*Given request*. Copy every line of the data below word for word, with no changes.

##############################

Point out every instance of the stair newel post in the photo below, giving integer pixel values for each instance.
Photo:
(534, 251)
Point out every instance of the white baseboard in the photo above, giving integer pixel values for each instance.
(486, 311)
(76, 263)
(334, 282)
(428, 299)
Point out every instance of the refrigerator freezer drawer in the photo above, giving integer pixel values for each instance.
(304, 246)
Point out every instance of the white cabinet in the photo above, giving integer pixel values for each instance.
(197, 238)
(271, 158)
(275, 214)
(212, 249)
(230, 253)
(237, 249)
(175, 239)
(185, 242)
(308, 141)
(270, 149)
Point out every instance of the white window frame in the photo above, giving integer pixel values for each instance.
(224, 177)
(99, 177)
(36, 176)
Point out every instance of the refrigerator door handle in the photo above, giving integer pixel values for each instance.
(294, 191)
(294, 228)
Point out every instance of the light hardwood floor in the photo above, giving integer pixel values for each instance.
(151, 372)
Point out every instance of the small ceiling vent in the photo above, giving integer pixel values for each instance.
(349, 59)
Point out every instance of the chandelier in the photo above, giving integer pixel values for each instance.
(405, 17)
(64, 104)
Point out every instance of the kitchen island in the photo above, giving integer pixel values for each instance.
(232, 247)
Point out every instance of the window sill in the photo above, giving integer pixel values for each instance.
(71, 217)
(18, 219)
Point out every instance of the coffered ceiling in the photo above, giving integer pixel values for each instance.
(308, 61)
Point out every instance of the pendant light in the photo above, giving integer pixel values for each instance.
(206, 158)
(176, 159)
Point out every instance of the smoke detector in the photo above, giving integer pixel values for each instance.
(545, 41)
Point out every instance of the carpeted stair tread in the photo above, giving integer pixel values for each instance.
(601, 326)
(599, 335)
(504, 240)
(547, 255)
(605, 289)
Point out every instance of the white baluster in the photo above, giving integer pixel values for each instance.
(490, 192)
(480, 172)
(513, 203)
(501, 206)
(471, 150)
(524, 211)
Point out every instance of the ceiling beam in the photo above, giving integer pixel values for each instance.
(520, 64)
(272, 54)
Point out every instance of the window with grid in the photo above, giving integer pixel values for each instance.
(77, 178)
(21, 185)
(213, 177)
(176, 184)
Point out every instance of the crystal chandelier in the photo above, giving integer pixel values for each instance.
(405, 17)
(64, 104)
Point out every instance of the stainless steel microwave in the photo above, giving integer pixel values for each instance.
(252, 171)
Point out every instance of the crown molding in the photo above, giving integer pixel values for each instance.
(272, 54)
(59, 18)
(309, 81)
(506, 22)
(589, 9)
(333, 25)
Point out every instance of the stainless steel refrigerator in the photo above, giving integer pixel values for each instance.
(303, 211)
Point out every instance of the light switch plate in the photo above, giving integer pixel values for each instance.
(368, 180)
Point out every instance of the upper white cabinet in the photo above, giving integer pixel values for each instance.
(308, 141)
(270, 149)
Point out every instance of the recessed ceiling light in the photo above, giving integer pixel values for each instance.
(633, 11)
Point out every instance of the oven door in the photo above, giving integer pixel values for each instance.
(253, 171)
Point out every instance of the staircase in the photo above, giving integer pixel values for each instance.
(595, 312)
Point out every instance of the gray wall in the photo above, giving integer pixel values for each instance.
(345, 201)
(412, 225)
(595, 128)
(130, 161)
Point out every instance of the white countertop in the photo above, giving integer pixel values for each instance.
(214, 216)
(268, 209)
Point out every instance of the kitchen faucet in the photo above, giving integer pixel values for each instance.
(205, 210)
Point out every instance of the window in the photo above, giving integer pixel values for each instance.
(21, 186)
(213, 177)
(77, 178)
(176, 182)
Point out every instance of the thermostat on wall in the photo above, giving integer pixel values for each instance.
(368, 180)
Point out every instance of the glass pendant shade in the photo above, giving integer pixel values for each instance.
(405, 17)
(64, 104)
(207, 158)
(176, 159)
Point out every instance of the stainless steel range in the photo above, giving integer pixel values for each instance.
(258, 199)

##############################

*Written response*.
Point out every instance of the stair newel post in the photo below, giving integer pixel values for each instance.
Photo:
(534, 251)
Point out every instance of the white baseboard in the photo above, giving integer pixel values for each instance.
(486, 311)
(76, 263)
(334, 282)
(428, 299)
Point out every instance of the refrigerator freezer drawer in the photo above, giving integer pixel values for each instance.
(304, 246)
Point out every instance of the white cabinet in the photo above, giving integer pixel values for each instance.
(197, 238)
(271, 158)
(275, 214)
(212, 249)
(230, 253)
(237, 249)
(175, 239)
(185, 242)
(308, 141)
(270, 149)
Point out every instance of the white window frame in the photo above, giving integer pixel values for each instance.
(224, 177)
(99, 177)
(36, 176)
Point out every instance of the refrigerator door handle in the photo above, giving integer pixel values for each instance.
(294, 191)
(294, 228)
Point out every instance of the light hardwood floor in the photo above, giving integer pixel values for each instance.
(151, 372)
Point out every instance of the small ceiling vent in the photo above, giving integer pixel values for each instance.
(349, 59)
Point out every instance of the chandelier in the photo above, giving integer pixel values for each instance.
(405, 17)
(64, 104)
Point out every instance of the kitchen island in the photo above, giving integer pixel values for each instance.
(232, 247)
Point out every instance of the window sill in the photo above, giving integer pixel values for each instance.
(71, 217)
(18, 219)
Point out every instance of the coffered ceiling in the photo above, giving integer pixel values for each instance.
(308, 61)
Point out every instance of the pendant light in the photo above, giving integer pixel values for each instance.
(206, 158)
(176, 159)
Point out every instance of the smoke detector in the photo above, giving integer pixel values for each instance.
(545, 41)
Point out every instance of the carpeted stair tread in the photo above, giving integer pixel values for each instance.
(601, 326)
(599, 335)
(504, 240)
(547, 255)
(605, 289)
Point out every instance of the white baluster in the photo above, giving integer pixel values for each instance.
(490, 192)
(480, 172)
(513, 203)
(501, 206)
(471, 150)
(524, 211)
Point out every instance of the ceiling beam in the photo above, giving integer pixel values for each instance.
(520, 64)
(272, 54)
Point out every instance of the window with grid in the photo above, giving integer pixel values for each instance.
(77, 178)
(21, 185)
(213, 177)
(176, 184)
Point out every instance of the crystal chandelier in the photo above, giving integer pixel values for each instance.
(405, 17)
(64, 104)
Point out every instance of the stainless steel microwave in the photo above, giving integer pixel values for each instance.
(252, 171)
Point out every instance of the crown molding in the photo above, giving integer pixel values for each instance.
(272, 54)
(59, 18)
(309, 81)
(506, 22)
(589, 9)
(333, 25)
Point out every instance of the stainless steel refrigerator in the photo above, giving integer pixel values for each instance.
(303, 211)
Point out every instance of the light switch plate in the photo above, giving integer pixel values for each instance.
(368, 180)
Point out every instance of the upper white cabinet in the photo above, giving integer pixel values for each instance.
(308, 141)
(270, 149)
Point out every instance of the recessed ceiling light in the photo above, giving integer pixel values for each instance.
(633, 11)
Point out every instance of the oven door in the photo above, giving integer pixel values for each instance.
(253, 171)
Point out every instance of the staircase in the photo above, giving integer pixel values for each instance.
(595, 312)
Point out every instance of the gray wall in the photo above, giving integer pixel values for each instance.
(345, 201)
(412, 225)
(595, 128)
(130, 161)
Point out every instance of the white countertop in the photo above, giving integer pixel values for each instance.
(214, 216)
(268, 209)
Point out every instance of the kitchen faucet in the photo above, giving integer pixel values for each instance.
(205, 210)
Point out every instance of the window in the photo above, giving integer pixel values for each instance.
(21, 186)
(213, 177)
(77, 178)
(176, 182)
Point out every instance of the thermostat on wall in the photo above, giving integer pixel values for each instance.
(368, 180)
Point out every instance of the glass pendant shade in the photo above, giving integer pixel values for each instance.
(405, 17)
(64, 104)
(207, 158)
(176, 159)
Point out every instance of the stainless steel range in the photo above, giving integer pixel values for each instance.
(258, 199)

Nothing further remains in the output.